=== Set task 1 ===
Please reproduce, unchanged, the rows running from the line containing "Exercise. Pick out the knuckle" through the line containing "<point>402,385</point>".

++++ Text excerpt ++++

Tuesday, September 19, 2017

cotton fields

When my dad finished his tour of duty in Japan and our family landed at Travis AFB, the plane flew way over the countryside circling around and the sight of California farmland from above created a feeling within us that is indescribable.

Here, let me describe it exactly. It's the deep satisfaction of homesickness in reverse. It's the motion picture Wizard of Oz when the house lands in Munchkin Country and the scenery turns from black and white to full glorious color. It's a very real thrill. It's the opening credits to Green Acres. It's the internal satisfaction and supreme pleasure of being American. It can make you cry. And that feeling holds true whenever I come back from anywhere. Denver is home, and Mexico is not. Denver satisfies, and Canada does not. Denver is beautiful and NYC is not.

But then within a few weeks we were traveling again through the West and Western scenery is foreign as Japan is to Pennsylvania residents. Pennsylvania is gone, and now there is this. The whole place is stranger than cowboy movies. Nothing is right. Not enough plants. Everything is too harsh, too dry, no ocean, insufficient advanced civilization. People eat weird food.The whole place rather naked. But nothing was ever so foreign as the immediate sights of Louisiana. Here is where we experienced true culture shock. We were stunned dumb. First the animals. Armadillos killed on the highways. We had imagined those existed only in Africa with anteaters. Pelicans gathering at all bodies of water. Vultures soaring the thermals high above. Vultures! But nothing was so truly shocking as shacks with rusting tin roofs. Old Cadillacs on blocks in the front yards, cars that don't work but are show off,  but no actual lawn. No real driveway. Old sofas on porches with living people sitting on them. We had no way to process the poverty that we didn't know even existed in America. It took a very long time to get accustomed to, but we did, and once we did then we loved the place and we still do. All of us hold an enduring fondness for Louisiana and for its people. We wanted to stay there. It is a good place to live.

++++ Dataset entries ++++

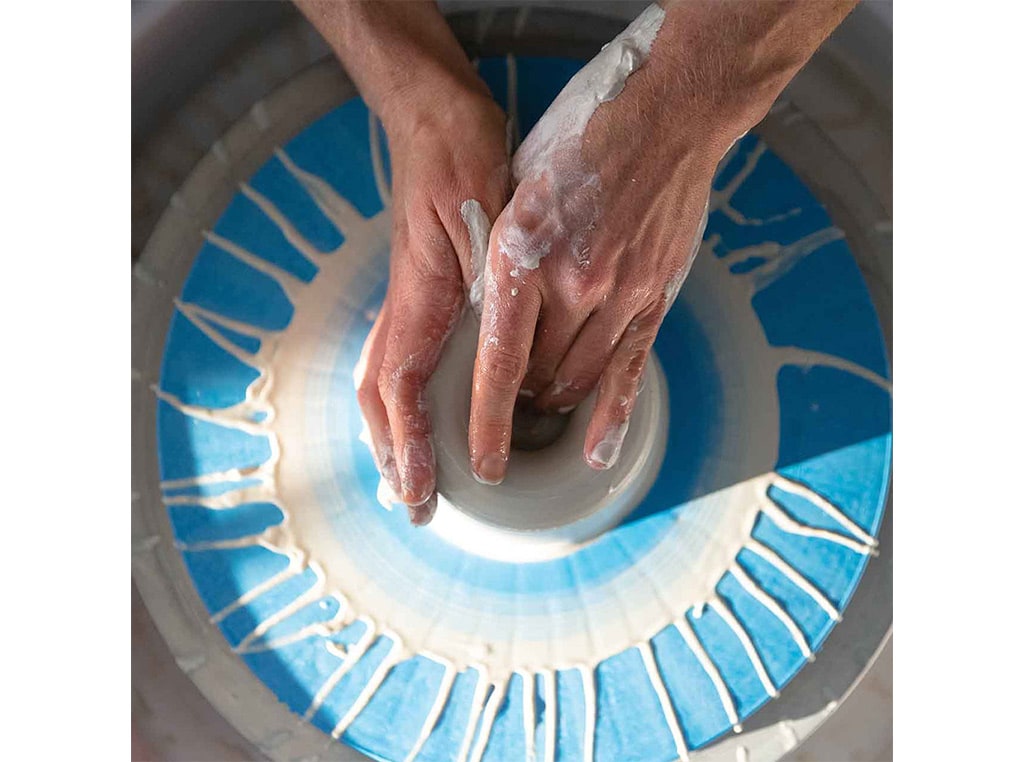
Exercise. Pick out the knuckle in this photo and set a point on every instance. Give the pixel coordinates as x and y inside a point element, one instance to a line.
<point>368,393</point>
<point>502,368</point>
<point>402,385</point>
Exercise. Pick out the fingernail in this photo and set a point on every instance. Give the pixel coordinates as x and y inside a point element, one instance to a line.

++++
++++ Dataset entries ++++

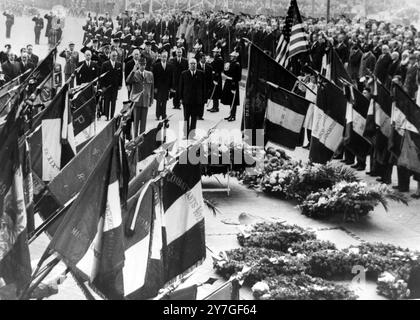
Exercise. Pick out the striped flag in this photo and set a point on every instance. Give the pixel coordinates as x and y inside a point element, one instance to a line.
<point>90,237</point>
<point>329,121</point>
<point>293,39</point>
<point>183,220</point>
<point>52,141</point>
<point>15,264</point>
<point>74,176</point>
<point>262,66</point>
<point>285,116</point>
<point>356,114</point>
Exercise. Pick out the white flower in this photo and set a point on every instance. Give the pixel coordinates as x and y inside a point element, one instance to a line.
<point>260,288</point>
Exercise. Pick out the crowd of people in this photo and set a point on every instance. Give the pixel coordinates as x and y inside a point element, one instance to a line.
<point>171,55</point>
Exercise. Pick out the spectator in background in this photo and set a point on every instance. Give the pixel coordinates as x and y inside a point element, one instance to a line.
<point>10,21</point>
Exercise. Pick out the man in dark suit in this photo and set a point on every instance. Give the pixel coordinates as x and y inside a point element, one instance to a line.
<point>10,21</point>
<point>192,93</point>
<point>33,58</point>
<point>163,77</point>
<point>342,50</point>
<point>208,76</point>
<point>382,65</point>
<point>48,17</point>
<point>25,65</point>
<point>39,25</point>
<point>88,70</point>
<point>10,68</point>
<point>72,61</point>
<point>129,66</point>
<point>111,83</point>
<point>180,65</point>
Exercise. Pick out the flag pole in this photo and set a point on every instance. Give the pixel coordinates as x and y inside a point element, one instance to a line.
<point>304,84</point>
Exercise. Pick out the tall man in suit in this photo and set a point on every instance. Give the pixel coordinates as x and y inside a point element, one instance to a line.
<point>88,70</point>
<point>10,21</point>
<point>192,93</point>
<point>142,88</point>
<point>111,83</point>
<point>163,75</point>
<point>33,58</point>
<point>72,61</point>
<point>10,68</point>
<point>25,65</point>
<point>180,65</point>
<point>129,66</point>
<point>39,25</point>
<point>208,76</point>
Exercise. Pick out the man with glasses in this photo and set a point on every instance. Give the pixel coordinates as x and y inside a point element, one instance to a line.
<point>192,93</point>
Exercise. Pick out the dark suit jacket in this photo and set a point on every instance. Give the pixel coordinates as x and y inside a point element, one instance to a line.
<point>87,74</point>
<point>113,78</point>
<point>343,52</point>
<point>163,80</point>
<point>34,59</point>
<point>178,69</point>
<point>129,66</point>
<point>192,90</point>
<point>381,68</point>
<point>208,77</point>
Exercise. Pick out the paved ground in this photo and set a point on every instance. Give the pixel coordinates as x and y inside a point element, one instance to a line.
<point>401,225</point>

++++
++++ Dataset entries ++++

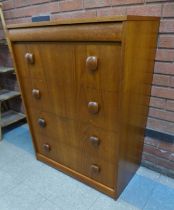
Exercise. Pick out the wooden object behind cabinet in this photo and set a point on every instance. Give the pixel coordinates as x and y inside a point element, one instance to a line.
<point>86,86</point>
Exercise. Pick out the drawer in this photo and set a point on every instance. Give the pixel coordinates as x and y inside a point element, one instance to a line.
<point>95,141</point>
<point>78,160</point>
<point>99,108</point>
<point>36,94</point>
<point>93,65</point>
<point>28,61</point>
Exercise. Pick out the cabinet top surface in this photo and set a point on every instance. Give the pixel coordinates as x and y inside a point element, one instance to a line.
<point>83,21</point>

++++

=== Set task 2 ===
In the cotton fields text, where did the family's plane land when the father finished his tour of duty in Japan?

=== Correct result 1 ===
Exercise. Pick out the knuckle in this photo and set a point on every instance. Give the pixel coordinates as x and y inside a point element, one instance to a line.
<point>368,393</point>
<point>502,368</point>
<point>402,385</point>

=== Correct result 2 ===
Travis AFB.